> **Stored records**:
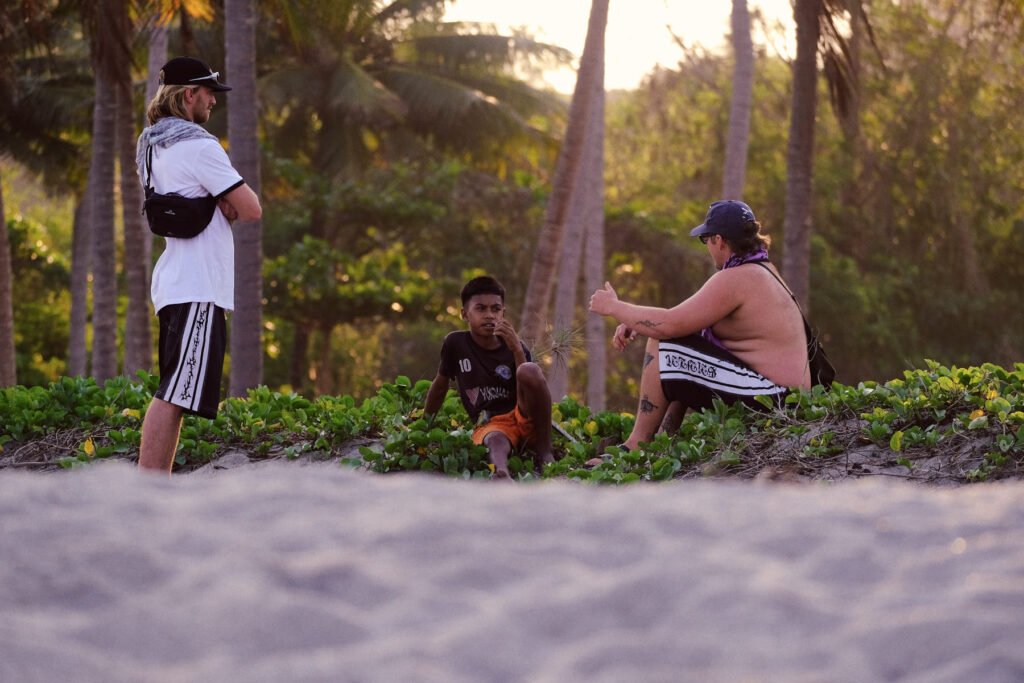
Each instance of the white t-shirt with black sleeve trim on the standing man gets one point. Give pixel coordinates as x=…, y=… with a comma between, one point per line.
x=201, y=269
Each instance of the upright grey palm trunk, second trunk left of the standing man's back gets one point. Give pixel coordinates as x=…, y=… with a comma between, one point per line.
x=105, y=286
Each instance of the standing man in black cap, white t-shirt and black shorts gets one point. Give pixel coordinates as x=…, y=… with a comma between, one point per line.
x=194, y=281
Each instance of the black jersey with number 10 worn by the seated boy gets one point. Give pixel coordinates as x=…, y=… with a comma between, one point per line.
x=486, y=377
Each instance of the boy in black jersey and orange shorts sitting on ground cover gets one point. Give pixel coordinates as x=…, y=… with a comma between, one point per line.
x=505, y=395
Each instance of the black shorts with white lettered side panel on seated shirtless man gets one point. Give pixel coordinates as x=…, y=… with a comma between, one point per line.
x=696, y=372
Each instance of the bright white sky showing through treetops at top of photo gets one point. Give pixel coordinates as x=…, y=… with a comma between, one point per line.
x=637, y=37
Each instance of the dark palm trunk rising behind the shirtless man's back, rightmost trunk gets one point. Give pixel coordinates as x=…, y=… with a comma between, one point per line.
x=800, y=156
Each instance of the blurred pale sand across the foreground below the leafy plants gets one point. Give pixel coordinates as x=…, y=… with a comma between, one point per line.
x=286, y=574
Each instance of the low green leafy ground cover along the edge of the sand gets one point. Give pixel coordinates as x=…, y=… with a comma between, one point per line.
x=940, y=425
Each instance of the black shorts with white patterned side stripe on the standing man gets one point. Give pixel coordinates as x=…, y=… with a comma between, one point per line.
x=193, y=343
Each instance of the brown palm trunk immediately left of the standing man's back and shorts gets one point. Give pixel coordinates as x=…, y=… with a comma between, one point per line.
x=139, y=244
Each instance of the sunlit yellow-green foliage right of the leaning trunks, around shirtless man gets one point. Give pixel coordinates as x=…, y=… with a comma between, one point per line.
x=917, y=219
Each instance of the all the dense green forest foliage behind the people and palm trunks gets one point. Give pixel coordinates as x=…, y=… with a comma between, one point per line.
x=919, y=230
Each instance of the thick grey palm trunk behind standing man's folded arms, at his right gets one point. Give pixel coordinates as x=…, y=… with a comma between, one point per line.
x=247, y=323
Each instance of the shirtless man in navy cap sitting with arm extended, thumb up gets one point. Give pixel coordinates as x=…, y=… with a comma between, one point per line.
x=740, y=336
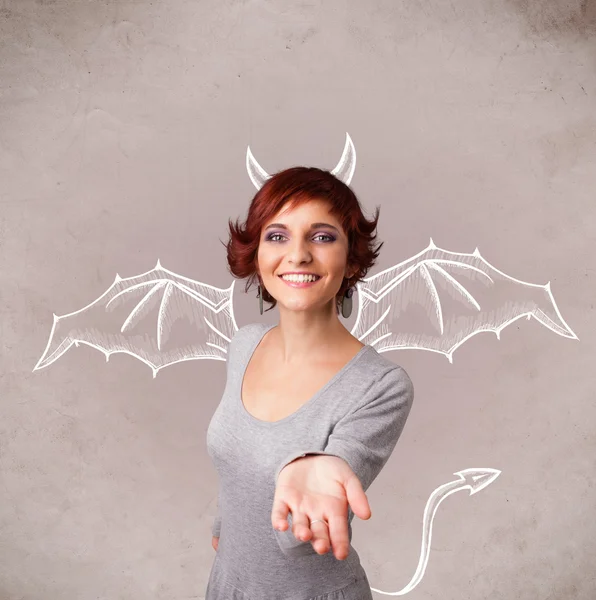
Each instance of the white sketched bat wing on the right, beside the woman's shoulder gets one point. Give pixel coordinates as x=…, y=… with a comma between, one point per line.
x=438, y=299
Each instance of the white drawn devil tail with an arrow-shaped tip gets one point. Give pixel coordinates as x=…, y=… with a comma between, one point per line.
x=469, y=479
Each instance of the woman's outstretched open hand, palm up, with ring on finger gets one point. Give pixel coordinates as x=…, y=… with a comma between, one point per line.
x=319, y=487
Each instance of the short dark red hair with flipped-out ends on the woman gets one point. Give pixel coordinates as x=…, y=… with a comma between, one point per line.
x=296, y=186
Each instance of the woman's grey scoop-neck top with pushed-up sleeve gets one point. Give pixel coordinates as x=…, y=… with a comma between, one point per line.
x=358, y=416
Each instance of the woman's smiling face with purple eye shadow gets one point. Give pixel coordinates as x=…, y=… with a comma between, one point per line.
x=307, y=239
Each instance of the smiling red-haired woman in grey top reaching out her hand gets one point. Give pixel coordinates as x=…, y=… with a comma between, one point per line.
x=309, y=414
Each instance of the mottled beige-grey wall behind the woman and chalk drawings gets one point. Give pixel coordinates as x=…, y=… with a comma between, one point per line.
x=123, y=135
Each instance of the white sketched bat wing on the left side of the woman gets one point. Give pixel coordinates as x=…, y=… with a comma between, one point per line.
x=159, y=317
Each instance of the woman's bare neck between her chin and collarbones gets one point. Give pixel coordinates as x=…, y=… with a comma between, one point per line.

> **What the exercise asks**: The answer is the records above, repeated exactly, with no picture in it.

> **Answer for the task**:
Each instance of the white t-shirt with black sleeve trim on the standing man gets one point. Give pixel coordinates as x=…, y=… with a comma between, one point per line.
x=201, y=269
Each instance of the upright grey palm trunk, second trunk left of the standing man's back gets one point. Give pixel coordinates as x=…, y=… with a comma between, one point per line.
x=105, y=286
Each instance of the standing man in black cap, white t-shirt and black shorts gets one point. Give pixel coordinates as x=…, y=… with a comma between, one point per line.
x=194, y=281
Each instance of the black jersey with number 10 worn by the seated boy gets one point. Give pixel coordinates as x=…, y=… with a comma between, one point per line.
x=486, y=377
Each instance of the boy in black jersey and orange shorts sitting on ground cover gets one point. Give pixel coordinates as x=…, y=… with a comma between, one point per line.
x=505, y=395
Each instance of the black shorts with white lettered side panel on seated shirtless man gets one point. Give pixel coordinates as x=…, y=… with a comma between, one point per line.
x=696, y=372
Each instance of the bright white sky showing through treetops at top of photo gets one point. Give pixel coordinates as x=…, y=… with a comma between, one point per line.
x=637, y=37
Each instance of the dark palm trunk rising behind the shirtless man's back, rightmost trunk gets one point. Give pixel coordinates as x=…, y=… with a comma between, one point per line.
x=800, y=156
Each instance of the blurred pale sand across the foreground below the leafy plants gets one point. Give pixel coordinates as x=…, y=… with a comma between, one point per line.
x=286, y=574
Each instance of the low green leafy ground cover along the edge of the sand gets one point. Give pixel coordinates as x=…, y=… with a comma between, one point per line.
x=940, y=425
Each instance of the black shorts with white patterned side stripe on the standing man gets one point. Give pixel coordinates as x=…, y=… with a comma between, one point per line.
x=193, y=343
Each instance of the brown palm trunk immediately left of the standing man's back and shorts gets one point. Give pixel coordinates as x=…, y=… with a comma between, one point per line.
x=139, y=244
Each instance of the sunlit yellow-green foliage right of the leaning trunks, around shirtless man gets one point. Give pixel coordinates as x=…, y=… with a comma between, one point per line.
x=917, y=219
Each instance of the all the dense green forest foliage behind the people and palm trunks gets one point. Give pixel coordinates as x=…, y=… with a comma between, one point per line.
x=919, y=230
Each instance of the thick grey palm trunk behind standing man's folded arms, at his right gets one point. Give pixel coordinates as x=…, y=… with a comma between, one point per line.
x=247, y=323
Each instance of the shirtless man in navy cap sitting with arm extended, thumb up gets one point. Give pixel coordinates as x=…, y=… with a comma between, one point per line.
x=740, y=336
Each instance of the white sketched bat wing on the right, beside the woman's shoulder gets one point. Give pixel coordinates as x=…, y=… with a comma between, one point per line.
x=438, y=299
Each instance of the white drawn devil tail with an arrow-shaped tip gets one point. Give pixel coordinates as x=…, y=… with a comma between, one point per line.
x=469, y=479
Each instance of the woman's outstretched open hand, palm up, with ring on finger gets one point. Give pixel coordinates as x=…, y=… with a comma between, one point per line.
x=319, y=487
Each instance of the short dark red hair with flipped-out ends on the woman gets one point. Give pixel coordinates as x=…, y=… with a comma between, one point per line.
x=296, y=186
Each instance of the woman's grey scoop-neck top with pushed-up sleeve gets one point. Give pixel coordinates as x=…, y=… with a comma between, one point per line.
x=358, y=416
Each instance of the woman's smiling face with purple eye shadow gets one point. Give pixel coordinates as x=…, y=… with a comma between, one point per line.
x=307, y=239
Each instance of the smiling red-haired woman in grey top reaching out her hand gets one point. Give pixel coordinates as x=…, y=… with a comma between, one point per line.
x=309, y=414
Each instance of the mottled beige-grey wall behind the woman and chalk drawings gets one point. Give pixel coordinates as x=…, y=… with a comma between, one point per line.
x=123, y=135
Each instance of the white sketched bat wing on the left side of the woman gets one point. Give pixel coordinates as x=…, y=… with a comma between, one point per line.
x=159, y=317
Each instance of the woman's bare neck between her chin and collarbones gets one point. Give pixel coordinates as x=…, y=… with a comma between, one point per line.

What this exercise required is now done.